## begin Data lines

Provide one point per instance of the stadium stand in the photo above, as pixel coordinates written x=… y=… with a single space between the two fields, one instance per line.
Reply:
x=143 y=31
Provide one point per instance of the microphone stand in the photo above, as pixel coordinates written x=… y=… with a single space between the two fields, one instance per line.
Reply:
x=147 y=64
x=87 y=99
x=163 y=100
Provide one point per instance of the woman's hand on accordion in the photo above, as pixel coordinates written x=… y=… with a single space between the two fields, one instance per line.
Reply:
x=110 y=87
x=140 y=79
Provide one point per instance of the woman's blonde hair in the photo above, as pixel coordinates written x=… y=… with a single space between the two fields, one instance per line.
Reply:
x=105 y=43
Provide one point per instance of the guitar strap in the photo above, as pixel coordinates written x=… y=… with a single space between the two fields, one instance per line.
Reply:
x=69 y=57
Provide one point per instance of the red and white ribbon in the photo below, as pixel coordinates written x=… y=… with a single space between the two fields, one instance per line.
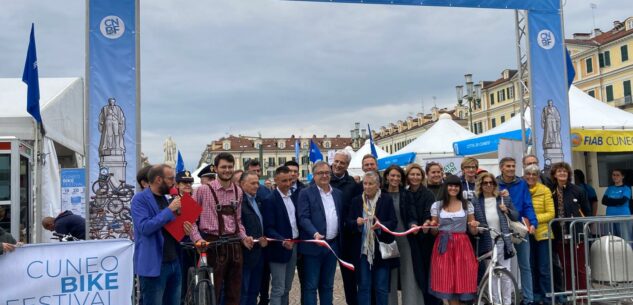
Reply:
x=318 y=242
x=405 y=233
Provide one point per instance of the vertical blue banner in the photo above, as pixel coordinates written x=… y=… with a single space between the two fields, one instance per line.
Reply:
x=112 y=115
x=548 y=83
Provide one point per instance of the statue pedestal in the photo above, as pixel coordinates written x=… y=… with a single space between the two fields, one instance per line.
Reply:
x=116 y=165
x=552 y=155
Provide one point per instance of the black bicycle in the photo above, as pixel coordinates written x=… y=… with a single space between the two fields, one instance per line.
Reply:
x=200 y=286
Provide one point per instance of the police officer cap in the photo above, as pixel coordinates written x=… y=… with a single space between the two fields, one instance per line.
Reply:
x=184 y=176
x=205 y=172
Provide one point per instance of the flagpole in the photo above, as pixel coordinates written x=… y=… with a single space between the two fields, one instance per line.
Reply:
x=36 y=179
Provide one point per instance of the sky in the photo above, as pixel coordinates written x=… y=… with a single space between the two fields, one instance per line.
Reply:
x=244 y=67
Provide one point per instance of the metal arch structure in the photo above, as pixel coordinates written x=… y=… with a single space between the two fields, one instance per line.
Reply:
x=541 y=51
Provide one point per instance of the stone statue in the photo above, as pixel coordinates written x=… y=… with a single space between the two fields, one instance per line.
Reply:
x=169 y=147
x=550 y=122
x=112 y=128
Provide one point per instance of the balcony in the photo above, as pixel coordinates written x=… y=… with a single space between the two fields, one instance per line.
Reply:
x=624 y=102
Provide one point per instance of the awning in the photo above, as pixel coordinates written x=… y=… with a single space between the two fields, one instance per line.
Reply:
x=400 y=160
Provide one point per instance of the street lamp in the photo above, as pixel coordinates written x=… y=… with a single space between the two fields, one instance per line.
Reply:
x=473 y=95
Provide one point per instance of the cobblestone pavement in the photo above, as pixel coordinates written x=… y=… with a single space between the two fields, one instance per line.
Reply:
x=339 y=294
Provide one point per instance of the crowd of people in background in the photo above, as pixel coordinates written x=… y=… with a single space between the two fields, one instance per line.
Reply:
x=436 y=263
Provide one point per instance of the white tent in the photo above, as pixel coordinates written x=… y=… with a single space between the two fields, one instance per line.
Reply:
x=62 y=109
x=355 y=166
x=438 y=140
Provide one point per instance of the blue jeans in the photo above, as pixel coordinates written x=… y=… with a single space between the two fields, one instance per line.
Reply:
x=319 y=274
x=282 y=275
x=165 y=288
x=541 y=277
x=251 y=282
x=523 y=257
x=375 y=279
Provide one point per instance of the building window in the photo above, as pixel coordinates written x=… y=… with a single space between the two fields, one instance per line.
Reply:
x=627 y=88
x=604 y=59
x=592 y=93
x=609 y=90
x=589 y=65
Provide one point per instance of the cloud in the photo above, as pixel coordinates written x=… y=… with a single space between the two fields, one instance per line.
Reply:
x=285 y=67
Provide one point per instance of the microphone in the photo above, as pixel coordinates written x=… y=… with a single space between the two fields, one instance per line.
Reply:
x=173 y=192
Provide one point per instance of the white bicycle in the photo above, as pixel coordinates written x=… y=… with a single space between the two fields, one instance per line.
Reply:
x=489 y=290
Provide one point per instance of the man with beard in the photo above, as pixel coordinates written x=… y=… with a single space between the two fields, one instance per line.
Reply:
x=342 y=181
x=156 y=259
x=221 y=218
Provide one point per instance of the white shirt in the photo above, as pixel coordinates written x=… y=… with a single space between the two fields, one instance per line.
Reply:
x=290 y=208
x=331 y=217
x=492 y=216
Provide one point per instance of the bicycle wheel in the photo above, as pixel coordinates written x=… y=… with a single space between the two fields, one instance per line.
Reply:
x=484 y=291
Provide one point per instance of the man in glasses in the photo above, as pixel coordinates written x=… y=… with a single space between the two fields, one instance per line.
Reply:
x=320 y=217
x=156 y=259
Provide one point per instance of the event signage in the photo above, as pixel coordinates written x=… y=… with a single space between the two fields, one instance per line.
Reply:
x=601 y=140
x=112 y=115
x=74 y=190
x=85 y=272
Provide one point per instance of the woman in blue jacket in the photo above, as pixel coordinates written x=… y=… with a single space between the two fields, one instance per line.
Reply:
x=617 y=198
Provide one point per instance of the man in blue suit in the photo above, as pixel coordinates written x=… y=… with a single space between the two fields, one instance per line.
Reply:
x=320 y=217
x=280 y=222
x=156 y=259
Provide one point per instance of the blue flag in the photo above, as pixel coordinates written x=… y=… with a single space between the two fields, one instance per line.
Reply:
x=371 y=143
x=180 y=164
x=571 y=73
x=30 y=77
x=315 y=153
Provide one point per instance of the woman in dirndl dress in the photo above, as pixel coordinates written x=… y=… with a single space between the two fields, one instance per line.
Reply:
x=453 y=262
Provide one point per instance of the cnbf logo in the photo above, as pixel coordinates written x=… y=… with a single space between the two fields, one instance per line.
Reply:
x=112 y=27
x=546 y=39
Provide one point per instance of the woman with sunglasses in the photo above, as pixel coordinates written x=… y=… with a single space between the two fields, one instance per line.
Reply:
x=493 y=210
x=453 y=262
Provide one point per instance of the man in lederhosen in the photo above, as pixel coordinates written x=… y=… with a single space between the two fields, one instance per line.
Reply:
x=221 y=214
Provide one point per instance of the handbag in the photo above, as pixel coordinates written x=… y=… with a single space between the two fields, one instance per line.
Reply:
x=516 y=227
x=388 y=251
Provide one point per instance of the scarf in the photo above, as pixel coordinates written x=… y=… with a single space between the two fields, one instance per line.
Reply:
x=369 y=210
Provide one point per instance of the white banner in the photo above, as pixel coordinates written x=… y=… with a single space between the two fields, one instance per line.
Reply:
x=84 y=272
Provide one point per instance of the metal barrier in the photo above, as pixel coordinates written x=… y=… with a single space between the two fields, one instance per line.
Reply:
x=593 y=261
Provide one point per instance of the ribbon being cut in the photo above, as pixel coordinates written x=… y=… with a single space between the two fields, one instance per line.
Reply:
x=345 y=264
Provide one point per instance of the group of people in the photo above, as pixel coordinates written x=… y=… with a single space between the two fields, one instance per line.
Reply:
x=284 y=229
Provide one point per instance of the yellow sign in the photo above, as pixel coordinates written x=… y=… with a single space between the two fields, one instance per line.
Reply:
x=602 y=140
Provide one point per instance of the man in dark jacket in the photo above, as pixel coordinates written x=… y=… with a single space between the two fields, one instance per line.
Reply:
x=254 y=225
x=66 y=223
x=345 y=183
x=7 y=242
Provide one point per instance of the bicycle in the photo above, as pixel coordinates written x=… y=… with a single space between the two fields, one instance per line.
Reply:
x=200 y=286
x=488 y=284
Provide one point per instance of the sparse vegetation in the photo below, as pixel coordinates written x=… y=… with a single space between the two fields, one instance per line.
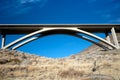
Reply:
x=21 y=66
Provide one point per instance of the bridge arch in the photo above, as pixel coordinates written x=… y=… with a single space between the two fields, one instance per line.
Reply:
x=47 y=31
x=75 y=35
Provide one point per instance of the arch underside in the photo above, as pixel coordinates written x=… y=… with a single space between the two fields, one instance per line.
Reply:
x=50 y=31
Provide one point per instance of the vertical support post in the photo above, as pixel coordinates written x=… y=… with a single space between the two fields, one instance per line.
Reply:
x=115 y=37
x=108 y=39
x=3 y=40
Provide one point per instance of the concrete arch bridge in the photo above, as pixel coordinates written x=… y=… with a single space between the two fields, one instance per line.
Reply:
x=36 y=31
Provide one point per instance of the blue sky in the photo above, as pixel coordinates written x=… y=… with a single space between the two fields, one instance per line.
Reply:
x=58 y=12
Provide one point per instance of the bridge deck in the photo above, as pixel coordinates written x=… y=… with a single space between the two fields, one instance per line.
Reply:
x=28 y=28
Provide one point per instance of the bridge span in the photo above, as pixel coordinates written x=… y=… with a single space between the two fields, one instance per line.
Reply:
x=36 y=31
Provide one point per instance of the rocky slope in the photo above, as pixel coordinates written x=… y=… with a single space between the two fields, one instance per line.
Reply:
x=101 y=65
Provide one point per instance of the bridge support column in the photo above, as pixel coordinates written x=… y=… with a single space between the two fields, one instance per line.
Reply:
x=115 y=37
x=108 y=39
x=3 y=40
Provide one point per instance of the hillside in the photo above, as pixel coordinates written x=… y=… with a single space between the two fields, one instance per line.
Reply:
x=103 y=65
x=92 y=64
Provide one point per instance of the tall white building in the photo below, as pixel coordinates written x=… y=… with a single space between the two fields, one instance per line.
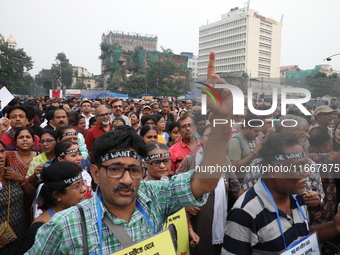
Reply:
x=244 y=41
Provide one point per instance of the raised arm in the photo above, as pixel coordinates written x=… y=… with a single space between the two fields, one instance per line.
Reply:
x=216 y=150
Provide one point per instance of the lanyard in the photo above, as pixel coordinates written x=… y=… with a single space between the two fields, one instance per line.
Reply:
x=100 y=225
x=278 y=215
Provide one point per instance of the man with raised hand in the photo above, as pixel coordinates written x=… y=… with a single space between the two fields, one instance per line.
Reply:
x=117 y=111
x=271 y=217
x=140 y=208
x=102 y=116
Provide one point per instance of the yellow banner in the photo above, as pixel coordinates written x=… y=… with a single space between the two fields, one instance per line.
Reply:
x=159 y=244
x=179 y=222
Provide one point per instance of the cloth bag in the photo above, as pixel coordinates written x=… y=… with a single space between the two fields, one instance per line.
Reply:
x=7 y=234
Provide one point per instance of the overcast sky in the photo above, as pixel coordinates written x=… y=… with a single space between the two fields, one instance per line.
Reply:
x=44 y=28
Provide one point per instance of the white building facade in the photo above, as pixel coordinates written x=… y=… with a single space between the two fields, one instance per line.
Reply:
x=244 y=41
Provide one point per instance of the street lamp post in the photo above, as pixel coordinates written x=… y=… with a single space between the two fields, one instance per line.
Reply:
x=330 y=57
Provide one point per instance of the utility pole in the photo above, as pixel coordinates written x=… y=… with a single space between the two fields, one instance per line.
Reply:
x=157 y=84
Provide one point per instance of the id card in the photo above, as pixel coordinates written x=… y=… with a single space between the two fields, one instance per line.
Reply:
x=308 y=245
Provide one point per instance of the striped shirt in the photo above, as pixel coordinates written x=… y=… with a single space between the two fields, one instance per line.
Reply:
x=252 y=226
x=159 y=199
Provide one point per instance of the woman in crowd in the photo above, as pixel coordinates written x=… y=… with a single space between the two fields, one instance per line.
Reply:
x=158 y=161
x=70 y=133
x=92 y=122
x=63 y=187
x=158 y=166
x=118 y=122
x=22 y=157
x=149 y=134
x=210 y=219
x=175 y=136
x=48 y=140
x=13 y=188
x=73 y=120
x=134 y=121
x=336 y=137
x=181 y=113
x=160 y=126
x=82 y=122
x=69 y=151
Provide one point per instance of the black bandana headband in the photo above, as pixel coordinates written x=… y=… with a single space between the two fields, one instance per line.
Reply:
x=67 y=181
x=69 y=133
x=283 y=157
x=154 y=156
x=121 y=154
x=64 y=153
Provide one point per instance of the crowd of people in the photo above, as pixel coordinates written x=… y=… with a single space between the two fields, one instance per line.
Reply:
x=58 y=153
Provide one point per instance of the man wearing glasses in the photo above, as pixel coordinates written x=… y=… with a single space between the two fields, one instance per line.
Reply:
x=138 y=207
x=85 y=110
x=102 y=116
x=272 y=216
x=189 y=143
x=315 y=193
x=117 y=111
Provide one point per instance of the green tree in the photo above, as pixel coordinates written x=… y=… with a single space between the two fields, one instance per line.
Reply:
x=166 y=78
x=47 y=79
x=134 y=85
x=14 y=63
x=322 y=85
x=80 y=85
x=63 y=70
x=107 y=55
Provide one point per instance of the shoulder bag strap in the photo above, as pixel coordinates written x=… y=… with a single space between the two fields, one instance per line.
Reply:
x=83 y=229
x=9 y=200
x=119 y=232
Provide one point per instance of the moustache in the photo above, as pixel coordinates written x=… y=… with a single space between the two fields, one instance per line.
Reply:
x=122 y=186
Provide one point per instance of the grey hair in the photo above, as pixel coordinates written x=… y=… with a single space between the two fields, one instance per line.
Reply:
x=99 y=107
x=291 y=120
x=151 y=147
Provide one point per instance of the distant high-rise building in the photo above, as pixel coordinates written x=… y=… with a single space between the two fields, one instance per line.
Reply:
x=192 y=64
x=12 y=43
x=130 y=40
x=244 y=41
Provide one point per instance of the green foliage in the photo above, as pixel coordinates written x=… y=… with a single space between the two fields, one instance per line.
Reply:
x=46 y=79
x=14 y=62
x=321 y=84
x=107 y=54
x=63 y=70
x=134 y=85
x=80 y=85
x=163 y=78
x=61 y=57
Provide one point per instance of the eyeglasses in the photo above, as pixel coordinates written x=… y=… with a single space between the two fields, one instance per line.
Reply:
x=302 y=138
x=116 y=171
x=79 y=186
x=103 y=115
x=151 y=136
x=47 y=141
x=149 y=123
x=157 y=163
x=117 y=106
x=186 y=126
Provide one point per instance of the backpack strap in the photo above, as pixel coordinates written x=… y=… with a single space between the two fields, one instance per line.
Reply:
x=119 y=232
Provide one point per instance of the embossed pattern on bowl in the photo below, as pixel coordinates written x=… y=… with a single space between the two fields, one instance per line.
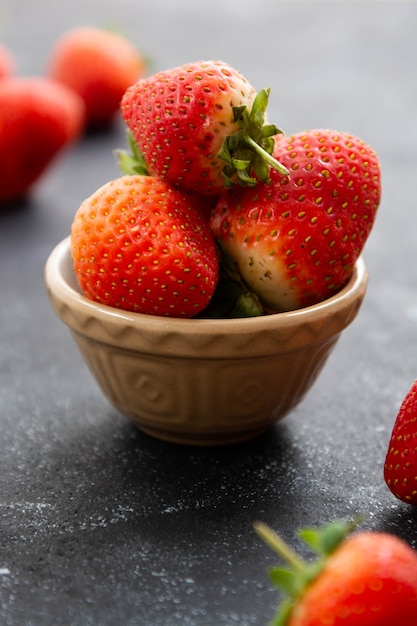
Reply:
x=201 y=381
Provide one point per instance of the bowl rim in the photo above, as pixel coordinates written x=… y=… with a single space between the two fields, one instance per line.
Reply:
x=70 y=305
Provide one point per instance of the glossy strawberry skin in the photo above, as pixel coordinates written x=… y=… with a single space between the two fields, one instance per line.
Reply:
x=39 y=118
x=370 y=580
x=296 y=239
x=180 y=117
x=400 y=468
x=99 y=65
x=139 y=245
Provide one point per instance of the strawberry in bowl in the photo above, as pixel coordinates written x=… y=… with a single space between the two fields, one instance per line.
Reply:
x=207 y=286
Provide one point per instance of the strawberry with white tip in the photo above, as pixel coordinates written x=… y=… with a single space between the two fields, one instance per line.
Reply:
x=295 y=240
x=201 y=127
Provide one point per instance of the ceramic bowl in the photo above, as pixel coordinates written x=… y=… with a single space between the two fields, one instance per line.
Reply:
x=201 y=381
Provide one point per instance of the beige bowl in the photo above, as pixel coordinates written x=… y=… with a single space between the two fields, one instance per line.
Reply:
x=201 y=381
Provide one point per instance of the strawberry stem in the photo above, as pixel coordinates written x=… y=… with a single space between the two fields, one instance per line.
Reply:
x=248 y=152
x=276 y=165
x=275 y=542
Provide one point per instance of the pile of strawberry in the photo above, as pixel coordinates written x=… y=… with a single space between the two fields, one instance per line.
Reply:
x=219 y=213
x=88 y=71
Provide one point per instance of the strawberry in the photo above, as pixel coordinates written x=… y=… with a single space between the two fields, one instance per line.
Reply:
x=201 y=126
x=295 y=240
x=99 y=65
x=400 y=468
x=7 y=62
x=139 y=245
x=39 y=118
x=365 y=579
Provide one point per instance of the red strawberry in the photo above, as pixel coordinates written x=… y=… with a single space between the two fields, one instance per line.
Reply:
x=367 y=579
x=400 y=469
x=39 y=118
x=138 y=244
x=7 y=62
x=99 y=65
x=296 y=239
x=200 y=126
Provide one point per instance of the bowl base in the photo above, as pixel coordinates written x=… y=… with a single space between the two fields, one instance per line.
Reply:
x=204 y=439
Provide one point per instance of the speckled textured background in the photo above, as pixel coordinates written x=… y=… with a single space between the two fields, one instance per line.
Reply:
x=99 y=523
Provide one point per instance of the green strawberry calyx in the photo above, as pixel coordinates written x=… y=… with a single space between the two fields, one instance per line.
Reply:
x=232 y=298
x=248 y=152
x=131 y=162
x=294 y=579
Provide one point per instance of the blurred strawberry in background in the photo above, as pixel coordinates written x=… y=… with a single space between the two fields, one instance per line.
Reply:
x=39 y=117
x=99 y=65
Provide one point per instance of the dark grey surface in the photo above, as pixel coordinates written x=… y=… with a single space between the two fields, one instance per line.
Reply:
x=101 y=524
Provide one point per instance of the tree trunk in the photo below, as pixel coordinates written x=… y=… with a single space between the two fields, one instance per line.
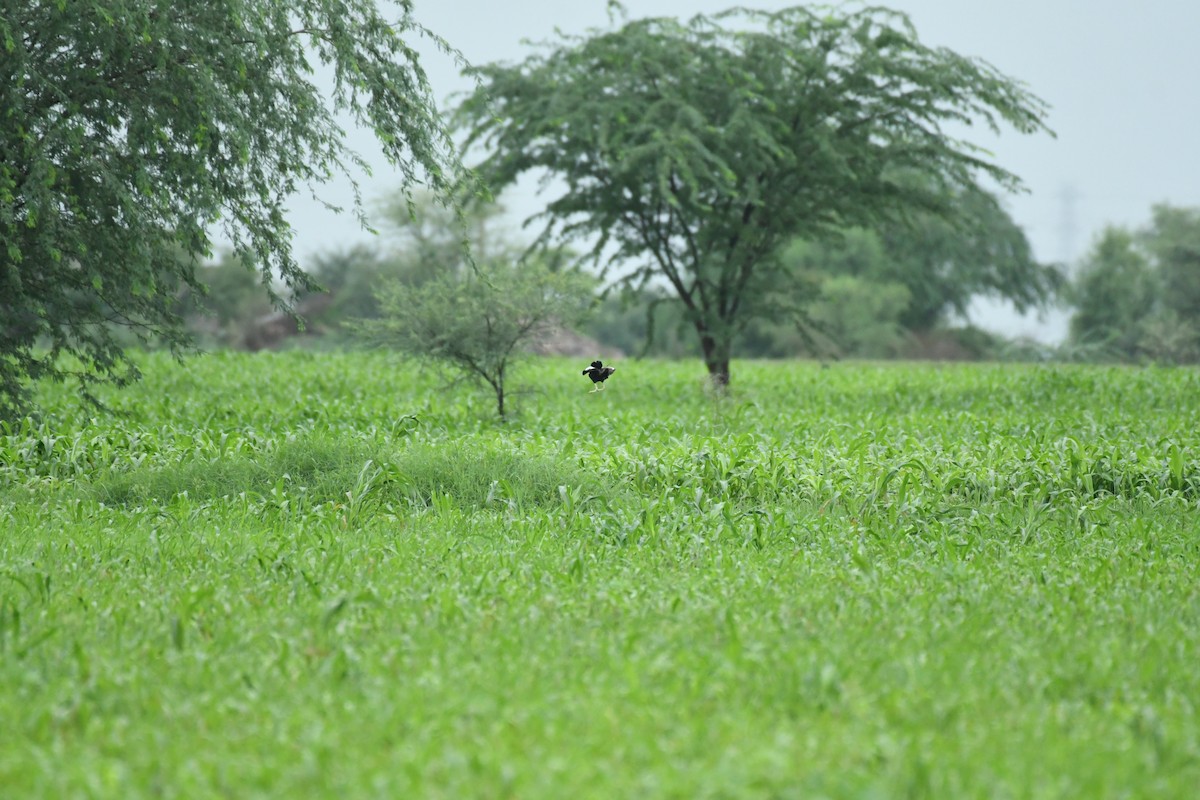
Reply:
x=717 y=359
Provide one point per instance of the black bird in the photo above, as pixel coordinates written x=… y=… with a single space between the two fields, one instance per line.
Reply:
x=599 y=373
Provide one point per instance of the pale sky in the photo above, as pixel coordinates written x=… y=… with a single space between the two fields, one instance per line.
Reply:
x=1120 y=77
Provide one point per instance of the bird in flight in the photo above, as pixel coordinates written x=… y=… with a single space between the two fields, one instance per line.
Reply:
x=599 y=373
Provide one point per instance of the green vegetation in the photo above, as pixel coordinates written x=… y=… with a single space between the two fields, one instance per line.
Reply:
x=1137 y=295
x=287 y=575
x=135 y=133
x=691 y=152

## end Data lines

* Task prompt: In the records above, take the part that opens with the line containing "Provide one point per instance of the white bicycle" and closes with the line containing "x=489 y=290", and arrange those lines as a numbered list, including both end lines and omitting any blank lines.

* Solution to this exercise:
1. Provide one point per instance of the white bicycle in the photo above, as pixel coordinates written x=… y=… with a single space between the two fields, one instance per line.
2. Reply:
3. x=489 y=290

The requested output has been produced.